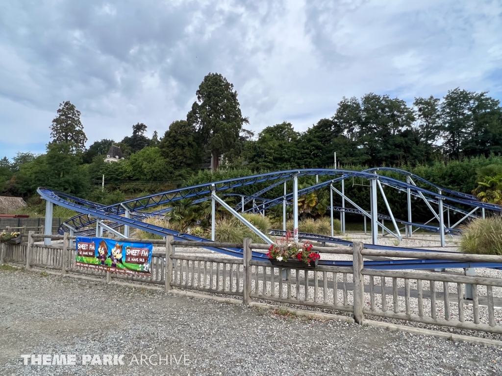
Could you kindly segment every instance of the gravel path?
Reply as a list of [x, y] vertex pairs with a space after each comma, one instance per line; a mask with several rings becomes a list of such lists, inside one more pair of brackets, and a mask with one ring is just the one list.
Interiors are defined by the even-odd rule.
[[[2, 270], [0, 284], [2, 375], [502, 373], [497, 348], [40, 272]], [[24, 365], [32, 353], [76, 354], [77, 365]], [[115, 353], [125, 365], [81, 364]], [[189, 362], [129, 365], [159, 353]]]

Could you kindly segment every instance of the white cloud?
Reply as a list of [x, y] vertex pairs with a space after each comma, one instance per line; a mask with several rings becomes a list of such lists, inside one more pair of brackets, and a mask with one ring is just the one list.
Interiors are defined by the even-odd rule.
[[3, 132], [22, 151], [48, 141], [64, 100], [91, 141], [120, 139], [138, 122], [162, 133], [210, 72], [234, 84], [255, 131], [284, 120], [304, 130], [342, 96], [371, 91], [411, 101], [460, 86], [502, 97], [498, 2], [8, 3], [0, 128], [27, 135]]

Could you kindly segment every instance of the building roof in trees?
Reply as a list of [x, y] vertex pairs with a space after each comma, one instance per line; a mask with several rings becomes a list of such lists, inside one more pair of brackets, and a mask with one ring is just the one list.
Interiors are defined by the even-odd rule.
[[110, 146], [110, 148], [108, 150], [108, 152], [106, 153], [106, 158], [115, 158], [115, 159], [120, 159], [122, 157], [122, 150], [120, 150], [120, 148], [114, 145], [112, 145]]
[[7, 214], [26, 206], [26, 203], [21, 197], [0, 196], [0, 214]]

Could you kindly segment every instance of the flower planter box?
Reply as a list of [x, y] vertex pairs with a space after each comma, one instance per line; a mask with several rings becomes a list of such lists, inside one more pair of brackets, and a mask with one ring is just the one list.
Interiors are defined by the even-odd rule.
[[313, 269], [317, 267], [319, 260], [311, 261], [305, 264], [303, 261], [299, 261], [297, 259], [287, 259], [287, 261], [279, 261], [277, 259], [269, 259], [273, 265], [282, 266], [284, 268], [298, 268], [301, 269]]
[[18, 235], [15, 238], [13, 238], [10, 240], [8, 240], [6, 243], [9, 244], [19, 244], [21, 242], [21, 236]]

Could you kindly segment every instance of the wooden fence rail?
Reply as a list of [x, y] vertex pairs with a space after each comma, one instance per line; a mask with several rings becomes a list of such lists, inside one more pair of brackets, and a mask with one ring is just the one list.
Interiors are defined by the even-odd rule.
[[[49, 238], [62, 240], [47, 246], [40, 241]], [[44, 235], [30, 231], [28, 241], [3, 244], [1, 263], [8, 262], [29, 269], [38, 267], [60, 270], [62, 275], [76, 273], [106, 277], [109, 272], [92, 270], [75, 264], [75, 239], [65, 234]], [[121, 239], [121, 241], [125, 239]], [[252, 252], [268, 246], [207, 242], [205, 246], [241, 248], [242, 258], [217, 255], [184, 254], [177, 247], [200, 247], [200, 242], [129, 239], [162, 246], [153, 253], [151, 274], [130, 276], [113, 273], [113, 278], [163, 285], [173, 288], [242, 297], [245, 304], [260, 299], [287, 304], [351, 312], [356, 322], [365, 317], [377, 316], [405, 321], [502, 334], [502, 279], [459, 274], [381, 270], [364, 268], [365, 256], [502, 263], [502, 257], [414, 251], [386, 251], [363, 249], [361, 243], [351, 248], [316, 247], [321, 253], [351, 255], [352, 267], [319, 265], [315, 269], [284, 267], [269, 261], [252, 259]], [[324, 252], [324, 251], [326, 252]], [[466, 298], [467, 289], [472, 298]]]

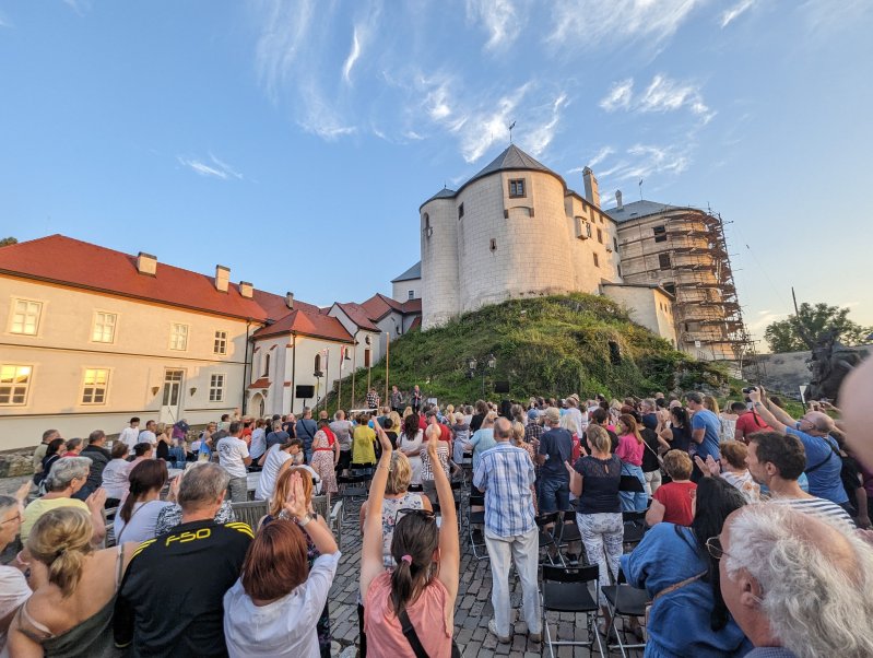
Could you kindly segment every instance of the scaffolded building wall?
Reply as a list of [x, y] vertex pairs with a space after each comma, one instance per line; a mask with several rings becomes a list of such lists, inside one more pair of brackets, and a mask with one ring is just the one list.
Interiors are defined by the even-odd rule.
[[751, 341], [736, 297], [721, 218], [671, 208], [618, 227], [622, 278], [675, 296], [677, 348], [697, 359], [742, 361]]

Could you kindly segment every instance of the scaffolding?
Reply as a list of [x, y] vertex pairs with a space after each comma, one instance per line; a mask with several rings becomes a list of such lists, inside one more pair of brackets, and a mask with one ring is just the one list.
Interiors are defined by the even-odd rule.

++++++++++

- **WHAT THE TASK ASKS**: Repeat all of the items above word for word, leaving out the pictures.

- **TASK RESPONSE**:
Could you kindly segment every instance of the gravel path?
Reply as a list of [x, y] vertex pairs with a space after each comma, one instance per line; a mask with several rings becomes a list of such lists, inside one more pair of brackets, and a mask with one ring is just the one list.
Interiors are defined by the even-odd rule.
[[[2, 270], [0, 284], [2, 375], [502, 373], [497, 348], [40, 272]], [[24, 365], [32, 353], [76, 354], [77, 365]], [[115, 353], [125, 365], [81, 364]], [[189, 362], [129, 365], [159, 353]]]

Could you kindly segment every instance of the white cloud?
Reply as a list of [x, y] vertex pairs with a space after each comma, one instance per line; a mask with several rings becomes a list of such lists, inside one more pair of brackets, and a mask with one ring is just the one list.
Interiors are defined by the even-odd rule.
[[3, 132], [22, 151], [48, 141], [64, 100], [91, 141], [120, 139], [138, 122], [162, 133], [210, 72], [234, 84], [255, 131], [284, 120], [304, 130], [342, 96], [371, 91], [411, 101], [460, 86], [502, 97], [498, 2], [8, 3], [0, 128], [27, 135]]

Could you kindly segment every instance of the building roof in trees?
Reply as a list of [x, y] vertex pairs with a space after each comma, one instance per line; a mask with several rings becomes a list of such lists, inside one more pair of brackets, and a mask with one ring is just the one list.
Interiors are defined by the even-odd rule.
[[110, 146], [110, 148], [108, 150], [108, 152], [106, 153], [106, 158], [115, 158], [115, 159], [120, 159], [122, 157], [122, 150], [120, 150], [120, 148], [114, 145], [112, 145]]
[[7, 214], [26, 206], [26, 203], [21, 197], [0, 196], [0, 214]]

Could you kindly segment every instance of the flower planter box?
Reply as a list of [x, y] vertex pairs with a space after each comma, one instance per line; a mask with several rings becomes a list of such lists, inside one more pair of brackets, and a mask with one ring is just the one list.
Interiors are defined by the even-odd rule.
[[313, 269], [317, 267], [319, 260], [311, 261], [305, 264], [303, 261], [299, 261], [297, 259], [287, 259], [287, 261], [279, 261], [277, 259], [269, 259], [273, 265], [282, 266], [284, 268], [298, 268], [301, 269]]
[[18, 235], [15, 238], [13, 238], [10, 240], [8, 240], [6, 243], [9, 244], [19, 244], [21, 242], [21, 236]]

Could you kindly segment every instance of the wooden fence rail?
Reply as a list of [x, y] vertex pairs with a space after each comma, one instance per line; a mask with several rings becomes a list of such lists, inside one more pair of brackets, and a mask with one ring is just the one list.
Interiors are defined by the even-odd rule.
[[[49, 238], [62, 240], [47, 246], [40, 241]], [[44, 235], [30, 231], [28, 241], [3, 244], [1, 263], [8, 262], [29, 269], [38, 267], [60, 270], [62, 275], [76, 273], [106, 277], [109, 272], [92, 270], [75, 264], [75, 239], [65, 234]], [[121, 239], [121, 241], [125, 239]], [[252, 252], [268, 246], [207, 242], [205, 246], [241, 248], [242, 258], [217, 255], [184, 254], [177, 247], [200, 247], [200, 242], [129, 239], [162, 246], [153, 253], [151, 274], [130, 276], [113, 273], [113, 278], [163, 285], [173, 288], [242, 297], [245, 304], [260, 299], [287, 304], [351, 312], [356, 322], [365, 317], [377, 316], [405, 321], [502, 334], [502, 279], [459, 274], [381, 270], [364, 268], [365, 256], [502, 263], [502, 257], [414, 251], [386, 251], [363, 249], [361, 243], [351, 248], [316, 247], [321, 253], [351, 255], [352, 267], [319, 265], [315, 269], [284, 267], [269, 261], [252, 259]], [[324, 252], [324, 251], [326, 252]], [[466, 298], [467, 289], [472, 298]]]

Could you kindly segment every instance of the scaffolded building wall?
Reply as a list of [x, y] vertex pairs with a space after each comma, one instance per line; a mask with several rings becomes a list of such lists, inside one more pair of brackets, and a mask with one ring is just the one list.
Interiors are defined by the even-odd rule.
[[751, 341], [736, 297], [721, 218], [671, 208], [618, 227], [622, 278], [675, 296], [677, 348], [697, 359], [742, 361]]

Could you kindly segment every instance of the scaffolding?
Reply as a list of [x, y] vertex pairs with a space after each comma, one instance per line; a mask with several rings becomes a list of such lists, inside one more pair of brackets, and a mask with one ring is just the one list.
Interiors are defined by the even-odd rule.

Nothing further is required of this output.